* **THE TASK**:
In the ClustalW project page, which four sequences were aligned through progressive alignment?

* **GIVEN PASSAGE**:
Multiple Sequence Alignment with Custom ClustalW Implementation
University Projects #Data Science#Python#Bioinformatics
Overview
A custom implementation of the ClustalW multiple sequence alignment algorithm using dynamic programming. The system progressively aligns biological sequences by building scoring matrices and tracing back optimal alignments. You can view the code here.
Key Achievements
- Successfully aligned 4 sequences (GTTAT, CGTTT, GCAAT, CCGAT) through progressive alignment
- Identified and resolved a complex infinite loop bug through systematic debugging
- Produced correct alignments matching expected ClustalW output
Results
Aligning A (GTTAT) with B (CGTTT)

Aligning C (GCAAT) with D (CCGAT)

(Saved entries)
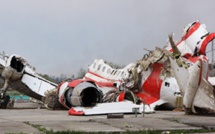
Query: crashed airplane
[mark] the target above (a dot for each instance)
(159, 79)
(19, 75)
(175, 76)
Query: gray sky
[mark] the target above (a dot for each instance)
(62, 36)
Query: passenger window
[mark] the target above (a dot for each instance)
(108, 71)
(99, 67)
(103, 69)
(122, 73)
(94, 65)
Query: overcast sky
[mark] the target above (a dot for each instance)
(62, 36)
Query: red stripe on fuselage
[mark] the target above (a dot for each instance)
(97, 75)
(152, 86)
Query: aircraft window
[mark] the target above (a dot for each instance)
(108, 71)
(103, 69)
(118, 72)
(99, 67)
(94, 65)
(167, 84)
(122, 73)
(112, 72)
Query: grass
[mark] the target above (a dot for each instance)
(43, 130)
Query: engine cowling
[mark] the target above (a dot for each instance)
(79, 93)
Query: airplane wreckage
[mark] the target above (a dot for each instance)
(175, 76)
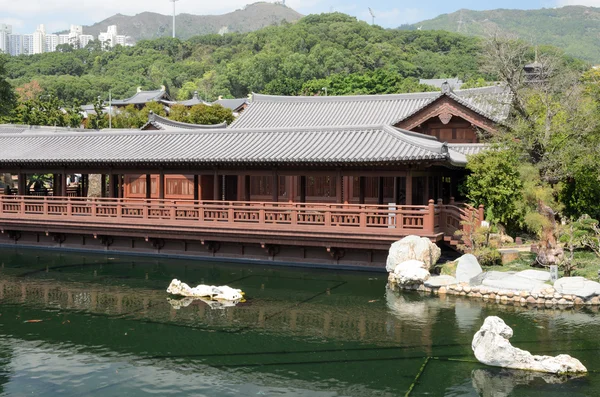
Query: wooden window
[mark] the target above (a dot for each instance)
(321, 186)
(263, 186)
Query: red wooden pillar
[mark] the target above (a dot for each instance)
(338, 188)
(409, 189)
(247, 186)
(275, 185)
(196, 188)
(380, 191)
(148, 186)
(161, 185)
(63, 185)
(361, 189)
(216, 195)
(303, 189)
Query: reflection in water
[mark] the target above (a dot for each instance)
(109, 328)
(501, 382)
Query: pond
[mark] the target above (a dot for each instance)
(91, 325)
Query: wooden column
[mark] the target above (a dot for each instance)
(409, 189)
(216, 193)
(161, 185)
(196, 187)
(63, 185)
(247, 186)
(361, 189)
(338, 187)
(22, 184)
(120, 187)
(111, 186)
(303, 189)
(148, 186)
(275, 184)
(103, 185)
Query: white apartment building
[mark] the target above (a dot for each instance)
(39, 40)
(5, 33)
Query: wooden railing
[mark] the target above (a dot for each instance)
(402, 220)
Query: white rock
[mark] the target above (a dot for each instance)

* **WORKED SOLUTION**:
GTTAT, CGTTT, GCAAT, and CCGAT.